CHALLENGE: Starting at the line containing "Where can the horse's muzzle" and continuing through the end of the records below, reproduce each line, requests included, and offset every coordinate in the answers by adding 75 to it. Omit the pictures from your output.

Collection entries:
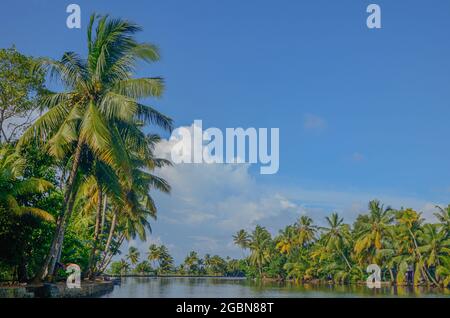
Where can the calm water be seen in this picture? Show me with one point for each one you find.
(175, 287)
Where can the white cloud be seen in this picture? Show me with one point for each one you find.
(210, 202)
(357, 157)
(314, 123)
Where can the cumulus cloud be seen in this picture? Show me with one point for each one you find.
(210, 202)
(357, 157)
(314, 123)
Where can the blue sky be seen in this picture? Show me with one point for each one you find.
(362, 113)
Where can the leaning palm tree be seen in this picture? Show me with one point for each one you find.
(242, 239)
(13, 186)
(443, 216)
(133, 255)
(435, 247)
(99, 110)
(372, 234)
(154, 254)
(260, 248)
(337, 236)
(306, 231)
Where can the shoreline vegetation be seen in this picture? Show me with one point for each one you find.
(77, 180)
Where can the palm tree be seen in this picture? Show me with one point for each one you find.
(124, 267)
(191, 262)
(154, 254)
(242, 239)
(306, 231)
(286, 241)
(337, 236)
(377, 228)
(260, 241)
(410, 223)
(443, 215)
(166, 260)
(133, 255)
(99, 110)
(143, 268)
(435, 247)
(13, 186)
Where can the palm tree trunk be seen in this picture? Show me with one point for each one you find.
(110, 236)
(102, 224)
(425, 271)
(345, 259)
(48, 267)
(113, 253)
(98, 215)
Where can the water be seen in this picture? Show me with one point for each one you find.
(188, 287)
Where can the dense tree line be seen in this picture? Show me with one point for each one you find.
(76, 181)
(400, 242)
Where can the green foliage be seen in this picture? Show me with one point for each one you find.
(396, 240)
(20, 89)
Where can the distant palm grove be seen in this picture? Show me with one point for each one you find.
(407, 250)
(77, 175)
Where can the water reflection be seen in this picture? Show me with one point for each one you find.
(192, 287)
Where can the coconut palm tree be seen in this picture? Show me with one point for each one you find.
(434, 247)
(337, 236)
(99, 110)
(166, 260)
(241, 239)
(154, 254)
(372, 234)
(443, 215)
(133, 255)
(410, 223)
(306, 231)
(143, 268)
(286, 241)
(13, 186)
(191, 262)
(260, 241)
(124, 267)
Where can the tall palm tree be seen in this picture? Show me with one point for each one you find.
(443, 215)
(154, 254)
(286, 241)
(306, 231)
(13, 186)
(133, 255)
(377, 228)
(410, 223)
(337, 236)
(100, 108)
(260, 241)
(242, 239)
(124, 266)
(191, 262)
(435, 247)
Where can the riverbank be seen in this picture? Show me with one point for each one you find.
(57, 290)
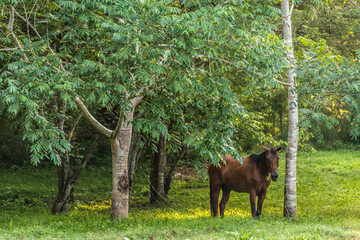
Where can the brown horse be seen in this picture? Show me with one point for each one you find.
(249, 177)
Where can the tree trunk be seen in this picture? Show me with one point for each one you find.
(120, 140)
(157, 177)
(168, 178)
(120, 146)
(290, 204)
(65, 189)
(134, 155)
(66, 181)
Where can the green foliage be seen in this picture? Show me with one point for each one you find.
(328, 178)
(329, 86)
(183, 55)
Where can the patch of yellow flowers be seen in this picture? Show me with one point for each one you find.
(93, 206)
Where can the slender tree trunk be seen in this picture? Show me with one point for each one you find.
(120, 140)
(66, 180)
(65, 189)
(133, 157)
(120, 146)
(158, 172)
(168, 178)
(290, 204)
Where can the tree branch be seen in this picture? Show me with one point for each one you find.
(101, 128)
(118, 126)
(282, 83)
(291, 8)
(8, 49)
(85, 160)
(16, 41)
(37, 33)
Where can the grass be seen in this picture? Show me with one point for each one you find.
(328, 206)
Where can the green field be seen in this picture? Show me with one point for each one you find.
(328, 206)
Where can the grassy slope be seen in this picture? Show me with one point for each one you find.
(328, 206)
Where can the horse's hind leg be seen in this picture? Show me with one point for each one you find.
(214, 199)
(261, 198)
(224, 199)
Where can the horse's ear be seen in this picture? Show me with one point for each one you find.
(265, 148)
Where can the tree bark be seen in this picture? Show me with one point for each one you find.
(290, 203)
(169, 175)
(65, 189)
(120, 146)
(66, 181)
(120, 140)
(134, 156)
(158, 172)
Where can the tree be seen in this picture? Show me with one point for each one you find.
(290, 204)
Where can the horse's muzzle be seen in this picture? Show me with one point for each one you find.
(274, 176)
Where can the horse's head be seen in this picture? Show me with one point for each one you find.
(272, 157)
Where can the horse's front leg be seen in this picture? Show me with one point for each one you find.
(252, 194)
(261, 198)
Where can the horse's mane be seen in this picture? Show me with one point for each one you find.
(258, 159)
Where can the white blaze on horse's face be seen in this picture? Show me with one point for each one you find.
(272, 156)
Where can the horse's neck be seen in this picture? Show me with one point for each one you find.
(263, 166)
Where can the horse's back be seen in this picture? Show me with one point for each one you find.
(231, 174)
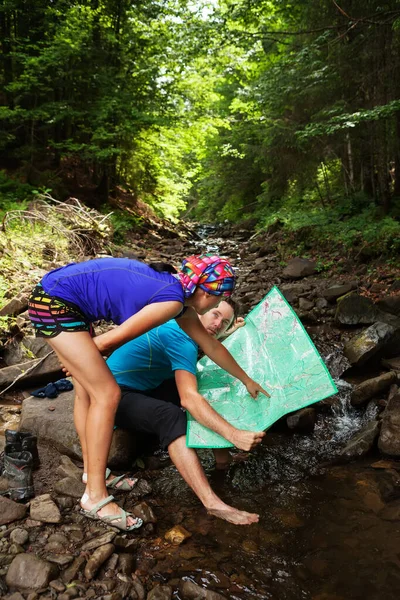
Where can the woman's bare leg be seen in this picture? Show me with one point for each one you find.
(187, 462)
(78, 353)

PROBLEM SOLUTION:
Where can the horse's muzzle be seen in this picture? Show me with one point for each one you find.
(349, 251)
Where can the horse's head be seen in this picture? Show me with one point for each one you find.
(347, 232)
Where can the horse's front leg be seen in this picture? Show me with one point for each one you find.
(327, 269)
(336, 273)
Where can the horse's mane be seen in this picture? Show me with one point for each one you find.
(333, 234)
Where can the white blaze on horse's face be seen in this picture? Show me with one point for each one you find.
(347, 231)
Where can the horse's neck be seen in this picture? Show me with one point for each one you find.
(338, 241)
Where can the horse's back be seen in this picture? Show me with one point for each one you find.
(306, 249)
Where can the woman's bare leg be seen in this picture? Show me with one point for each one you find.
(262, 537)
(153, 428)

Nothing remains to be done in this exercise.